## [INPUT DATA]

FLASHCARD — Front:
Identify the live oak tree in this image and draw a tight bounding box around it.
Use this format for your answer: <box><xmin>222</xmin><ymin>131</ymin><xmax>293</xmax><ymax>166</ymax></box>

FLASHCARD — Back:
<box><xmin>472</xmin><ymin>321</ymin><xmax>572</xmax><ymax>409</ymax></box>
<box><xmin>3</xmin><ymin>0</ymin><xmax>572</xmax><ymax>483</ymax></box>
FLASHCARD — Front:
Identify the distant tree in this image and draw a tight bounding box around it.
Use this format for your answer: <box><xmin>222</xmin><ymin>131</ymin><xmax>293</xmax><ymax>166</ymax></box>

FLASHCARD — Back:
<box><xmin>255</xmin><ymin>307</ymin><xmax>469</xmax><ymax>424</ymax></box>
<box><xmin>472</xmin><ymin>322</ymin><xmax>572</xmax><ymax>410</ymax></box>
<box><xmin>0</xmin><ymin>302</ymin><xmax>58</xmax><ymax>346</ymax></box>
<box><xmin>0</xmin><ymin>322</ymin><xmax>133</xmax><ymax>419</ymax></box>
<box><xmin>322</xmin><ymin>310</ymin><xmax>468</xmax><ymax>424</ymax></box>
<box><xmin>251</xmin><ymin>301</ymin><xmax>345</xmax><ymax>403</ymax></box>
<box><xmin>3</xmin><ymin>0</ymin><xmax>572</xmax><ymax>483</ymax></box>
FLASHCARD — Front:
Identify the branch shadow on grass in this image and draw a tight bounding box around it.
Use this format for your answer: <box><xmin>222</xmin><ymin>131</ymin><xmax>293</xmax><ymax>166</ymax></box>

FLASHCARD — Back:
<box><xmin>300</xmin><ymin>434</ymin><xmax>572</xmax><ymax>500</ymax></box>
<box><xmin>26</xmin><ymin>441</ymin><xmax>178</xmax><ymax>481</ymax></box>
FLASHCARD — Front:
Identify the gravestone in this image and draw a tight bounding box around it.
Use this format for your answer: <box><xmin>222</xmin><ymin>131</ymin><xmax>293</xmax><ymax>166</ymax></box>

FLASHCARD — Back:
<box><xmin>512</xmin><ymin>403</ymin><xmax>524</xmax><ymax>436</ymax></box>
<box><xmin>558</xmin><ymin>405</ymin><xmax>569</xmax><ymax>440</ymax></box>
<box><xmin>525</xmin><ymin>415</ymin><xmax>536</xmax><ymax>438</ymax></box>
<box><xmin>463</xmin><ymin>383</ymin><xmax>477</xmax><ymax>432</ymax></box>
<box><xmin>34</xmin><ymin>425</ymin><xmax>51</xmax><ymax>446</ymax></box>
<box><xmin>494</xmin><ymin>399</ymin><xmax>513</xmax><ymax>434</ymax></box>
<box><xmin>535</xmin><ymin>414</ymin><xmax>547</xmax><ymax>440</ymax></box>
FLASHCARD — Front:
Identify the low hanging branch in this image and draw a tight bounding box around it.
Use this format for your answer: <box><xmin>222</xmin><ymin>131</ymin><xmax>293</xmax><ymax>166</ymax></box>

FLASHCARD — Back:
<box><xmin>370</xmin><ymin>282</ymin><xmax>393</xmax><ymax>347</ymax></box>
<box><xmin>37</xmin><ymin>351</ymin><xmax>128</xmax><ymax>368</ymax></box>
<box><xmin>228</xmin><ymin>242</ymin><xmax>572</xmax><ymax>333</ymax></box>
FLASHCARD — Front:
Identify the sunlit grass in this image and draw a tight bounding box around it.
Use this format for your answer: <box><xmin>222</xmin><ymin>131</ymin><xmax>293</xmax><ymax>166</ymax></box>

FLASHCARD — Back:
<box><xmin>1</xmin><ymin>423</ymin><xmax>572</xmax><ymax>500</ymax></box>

## [WORK INSTRUCTION]
Go through the listing above and repeat all of it exactly.

## [ANSWER SECTION]
FLASHCARD — Front:
Identify the live oak tree in this image and draw a tight bounding box around it.
Use this format for your answer: <box><xmin>222</xmin><ymin>131</ymin><xmax>293</xmax><ymax>166</ymax></box>

FLASHCARD — Back:
<box><xmin>472</xmin><ymin>321</ymin><xmax>572</xmax><ymax>409</ymax></box>
<box><xmin>3</xmin><ymin>0</ymin><xmax>572</xmax><ymax>483</ymax></box>
FLASHCARD — Front:
Identify the distant tree in this image and draw a tight bounding box around it.
Use this format for your answer: <box><xmin>222</xmin><ymin>131</ymin><xmax>293</xmax><ymax>166</ymax></box>

FLASHCARD — Back:
<box><xmin>255</xmin><ymin>307</ymin><xmax>469</xmax><ymax>424</ymax></box>
<box><xmin>472</xmin><ymin>322</ymin><xmax>572</xmax><ymax>410</ymax></box>
<box><xmin>0</xmin><ymin>302</ymin><xmax>58</xmax><ymax>346</ymax></box>
<box><xmin>0</xmin><ymin>322</ymin><xmax>133</xmax><ymax>419</ymax></box>
<box><xmin>322</xmin><ymin>310</ymin><xmax>468</xmax><ymax>424</ymax></box>
<box><xmin>251</xmin><ymin>301</ymin><xmax>345</xmax><ymax>403</ymax></box>
<box><xmin>3</xmin><ymin>0</ymin><xmax>572</xmax><ymax>483</ymax></box>
FLASHCARD — Front:
Identify the branch shadow on grass in this image and draw a tight bounding box around it.
Use this format for your answer: <box><xmin>222</xmin><ymin>131</ymin><xmax>293</xmax><ymax>166</ymax></box>

FLASHCARD — Back:
<box><xmin>300</xmin><ymin>434</ymin><xmax>572</xmax><ymax>500</ymax></box>
<box><xmin>26</xmin><ymin>441</ymin><xmax>178</xmax><ymax>481</ymax></box>
FLASHCARD — Front:
Identify the gravestone in this image and draw a tight bounding box around it.
Use this format for your answer: <box><xmin>222</xmin><ymin>131</ymin><xmax>293</xmax><ymax>166</ymax></box>

FLASHCARD — Back:
<box><xmin>512</xmin><ymin>403</ymin><xmax>524</xmax><ymax>436</ymax></box>
<box><xmin>558</xmin><ymin>405</ymin><xmax>569</xmax><ymax>440</ymax></box>
<box><xmin>525</xmin><ymin>415</ymin><xmax>536</xmax><ymax>438</ymax></box>
<box><xmin>463</xmin><ymin>383</ymin><xmax>477</xmax><ymax>432</ymax></box>
<box><xmin>34</xmin><ymin>425</ymin><xmax>51</xmax><ymax>446</ymax></box>
<box><xmin>494</xmin><ymin>399</ymin><xmax>513</xmax><ymax>434</ymax></box>
<box><xmin>535</xmin><ymin>414</ymin><xmax>547</xmax><ymax>440</ymax></box>
FLASHCARD — Front:
Identify the low hanging branch in this image and draw a tight bounding box around it.
Use this format for your answer: <box><xmin>222</xmin><ymin>131</ymin><xmax>293</xmax><ymax>166</ymax></box>

FLASHCARD — Back:
<box><xmin>370</xmin><ymin>282</ymin><xmax>393</xmax><ymax>347</ymax></box>
<box><xmin>37</xmin><ymin>351</ymin><xmax>128</xmax><ymax>368</ymax></box>
<box><xmin>228</xmin><ymin>242</ymin><xmax>572</xmax><ymax>333</ymax></box>
FLASHCARD — Front:
Identify the sunlit grass in this image and draw a tight bounding box around it.
Use this format for your answer: <box><xmin>222</xmin><ymin>131</ymin><xmax>293</xmax><ymax>166</ymax></box>

FLASHCARD — Back:
<box><xmin>1</xmin><ymin>423</ymin><xmax>572</xmax><ymax>500</ymax></box>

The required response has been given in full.